(Location labeling records)
____

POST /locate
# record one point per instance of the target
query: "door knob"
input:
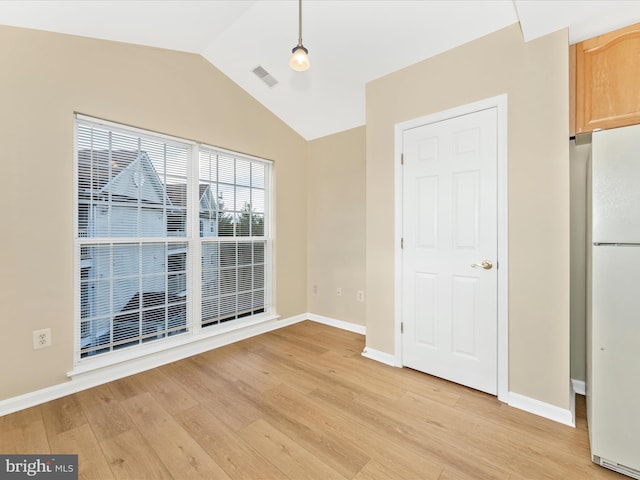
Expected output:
(486, 264)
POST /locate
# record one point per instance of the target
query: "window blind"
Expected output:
(148, 208)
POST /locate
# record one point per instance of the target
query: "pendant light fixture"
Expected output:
(299, 55)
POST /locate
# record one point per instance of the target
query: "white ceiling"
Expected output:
(350, 42)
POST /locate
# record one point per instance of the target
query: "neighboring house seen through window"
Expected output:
(172, 238)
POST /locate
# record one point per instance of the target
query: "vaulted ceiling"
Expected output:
(350, 42)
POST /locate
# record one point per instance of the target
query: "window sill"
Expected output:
(120, 364)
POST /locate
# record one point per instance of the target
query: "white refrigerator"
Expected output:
(613, 311)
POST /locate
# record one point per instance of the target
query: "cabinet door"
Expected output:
(607, 80)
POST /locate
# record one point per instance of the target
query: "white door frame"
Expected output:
(500, 103)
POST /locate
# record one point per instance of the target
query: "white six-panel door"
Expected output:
(449, 255)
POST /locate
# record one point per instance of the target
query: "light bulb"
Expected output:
(299, 59)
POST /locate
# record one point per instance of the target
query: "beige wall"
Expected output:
(44, 79)
(535, 77)
(579, 155)
(336, 225)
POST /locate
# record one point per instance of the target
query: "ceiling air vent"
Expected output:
(265, 76)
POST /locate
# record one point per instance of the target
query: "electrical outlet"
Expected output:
(41, 338)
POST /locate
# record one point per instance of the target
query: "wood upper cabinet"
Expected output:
(607, 80)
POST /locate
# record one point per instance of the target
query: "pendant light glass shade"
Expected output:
(299, 55)
(299, 59)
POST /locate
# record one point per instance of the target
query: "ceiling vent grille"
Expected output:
(265, 76)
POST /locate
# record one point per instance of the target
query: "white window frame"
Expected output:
(195, 331)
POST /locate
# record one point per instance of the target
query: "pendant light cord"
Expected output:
(299, 23)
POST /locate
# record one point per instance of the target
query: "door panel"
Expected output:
(449, 308)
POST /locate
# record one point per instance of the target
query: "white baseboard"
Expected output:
(542, 409)
(82, 380)
(379, 356)
(579, 386)
(332, 322)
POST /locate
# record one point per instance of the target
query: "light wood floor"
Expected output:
(297, 403)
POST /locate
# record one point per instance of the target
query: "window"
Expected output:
(171, 237)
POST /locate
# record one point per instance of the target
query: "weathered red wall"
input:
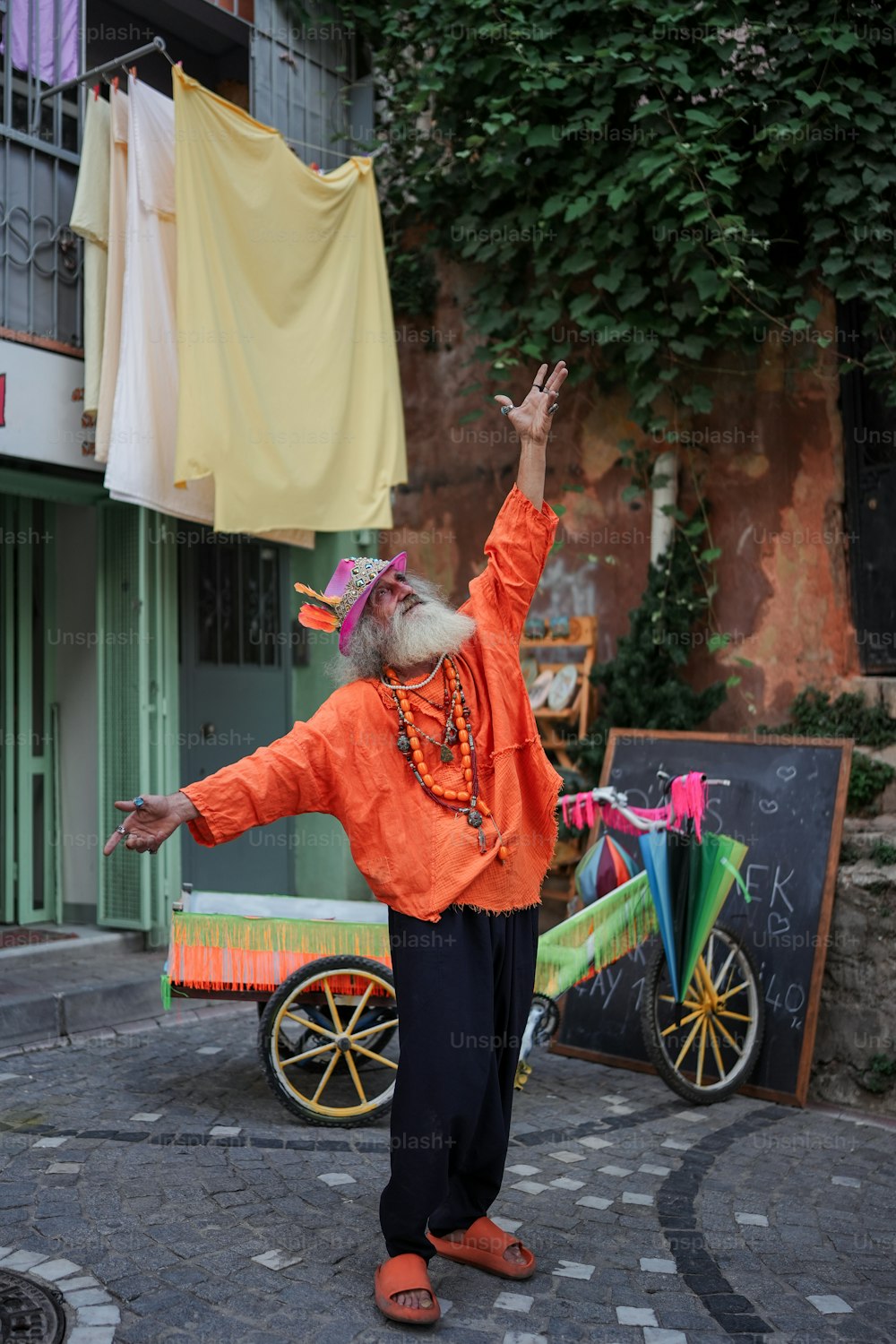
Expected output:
(772, 459)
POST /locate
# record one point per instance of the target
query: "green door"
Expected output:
(236, 691)
(137, 683)
(29, 785)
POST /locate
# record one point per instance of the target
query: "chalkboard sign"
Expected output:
(786, 803)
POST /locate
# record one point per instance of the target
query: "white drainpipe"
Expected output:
(664, 496)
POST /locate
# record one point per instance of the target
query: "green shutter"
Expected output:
(137, 685)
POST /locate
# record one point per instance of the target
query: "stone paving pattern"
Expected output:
(151, 1176)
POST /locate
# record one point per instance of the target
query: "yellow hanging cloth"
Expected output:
(289, 386)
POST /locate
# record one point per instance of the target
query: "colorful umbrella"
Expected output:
(689, 883)
(715, 870)
(602, 868)
(654, 852)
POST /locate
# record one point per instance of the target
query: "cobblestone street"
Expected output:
(158, 1185)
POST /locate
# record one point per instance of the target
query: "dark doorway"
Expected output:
(236, 671)
(869, 452)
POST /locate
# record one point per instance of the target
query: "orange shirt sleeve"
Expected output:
(289, 776)
(517, 548)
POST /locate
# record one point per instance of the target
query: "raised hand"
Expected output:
(532, 418)
(148, 827)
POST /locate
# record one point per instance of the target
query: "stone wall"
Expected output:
(857, 1013)
(775, 486)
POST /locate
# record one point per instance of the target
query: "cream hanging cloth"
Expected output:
(289, 387)
(90, 220)
(144, 419)
(116, 266)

____

• _WRITTEN EXERCISE_
Each line of the material must be retyped exactly, except that images are omitted.

• _SOLUTION FOR THIS PROBLEM_
POST /locate
# record one point per instance of the target
query: "door knob"
input:
Expected output:
(486, 264)
POST /locate
# record one point per instance of the target
query: "window blind"
Expected output:
(148, 208)
POST /locate
# record one point per instance of the target
query: "pendant light fixture"
Expected output:
(299, 55)
POST /locate
# record one point per instance of the target
query: "white ceiling"
Expected output:
(350, 42)
POST /locate
# record one point per instance of the target
query: "neighboring house seen through window"
Expected output:
(172, 238)
POST /locate
# record one point per instance of the target
query: "vaulted ceiling"
Expected output:
(350, 42)
POST /locate
# record one point per instance of the target
query: "window sill"
Expected output:
(120, 364)
POST /locate
# record one point per instance of the target
query: "white refrigerator"
Expected output:
(613, 311)
POST /locate
# record one point per instance of the target
query: "cabinet door"
Expected output:
(607, 80)
POST /locate
# record one point per instance of the target
query: "white door frame"
Expected output:
(500, 103)
POST /locate
# record one point per instance of the target
query: "white six-panel door"
Expected output:
(449, 255)
POST /locate
# record one point per instance of the target
query: "light bulb"
Expected output:
(299, 59)
POST /locate
# record one point per instance of the target
query: "beige wall"
Expected output:
(44, 79)
(535, 77)
(579, 155)
(336, 225)
POST /locate
# record one point per instance of the target
query: "ceiling air vent"
Expected output:
(265, 76)
POST /locate
# record one point per instance of the target
query: "electrical outlet"
Expected output:
(41, 338)
POST /locate
# record one point per instance of the target
query: "wood upper cabinet"
Expected output:
(607, 80)
POST /locate
# record one point per instance of the target
query: "pendant light glass shade"
Expected output:
(299, 55)
(299, 59)
POST /locate
# record one point per instance of the target
query: "ceiling vent grille"
Expected output:
(265, 76)
POST /locate
# record one point per instance of the target
query: "white window frame"
Expected output:
(195, 331)
POST /locate
# record one point per instance of the target
query: "pendant light cord"
Expected output:
(299, 23)
POST /locate
# record one point per instance of the target
query: "door panel"
Expected output:
(449, 308)
POST /locate
# record one point per instance of the target
query: "white baseboard"
Expected output:
(542, 409)
(82, 380)
(379, 356)
(579, 386)
(332, 322)
POST /locate
# record one point per instance of the target
query: "light wood floor"
Expected output:
(297, 403)
POST /locate
# record one point per instance of the target
query: "window"
Expected output:
(171, 237)
POST /locate
# record one point per instance of the target
query: "weathered red wall"
input:
Expected output:
(772, 459)
POST /locate
# record one point per instance of the target
query: "green door"
Expected output:
(236, 691)
(137, 683)
(29, 785)
POST /locate
# record one point per instance of the target
query: "chalkboard sign"
Expected output:
(786, 803)
POST /locate
# record one point per instance of the target
query: "white drainpipe"
Expected output:
(664, 496)
POST /locate
# record one point per instance of the target
query: "green shutter"
Expected output:
(137, 685)
POST /locate
# record one point per instance of the target
query: "stone paving pattern"
Expected output:
(151, 1176)
POST /locate
# record one point per instance of the target
query: "yellow hanging cloth"
Expected output:
(289, 386)
POST /locate
# record one point per instance of the target
query: "colorful umbrella"
Expected output:
(689, 883)
(715, 870)
(602, 868)
(654, 852)
POST /locate
# record one point per instance of the target
query: "cobblestone street"
Expected output:
(158, 1185)
POST /locate
# record one point per instance of the target
query: "dark doorway"
Expected output:
(236, 671)
(869, 452)
POST /locate
# record one point per instance of the target
query: "orange shirt sleeve"
Expected output:
(289, 776)
(517, 548)
POST /locate
# record one point per instance of the target
query: "raised hand"
Expected output:
(532, 418)
(148, 827)
POST /locate
# record one point per instance of the target
query: "stone wall"
Expected output:
(857, 1013)
(775, 486)
POST /locate
# record one point per instance of the target
query: "cream hanging cloth"
Expected output:
(289, 387)
(90, 220)
(144, 419)
(116, 266)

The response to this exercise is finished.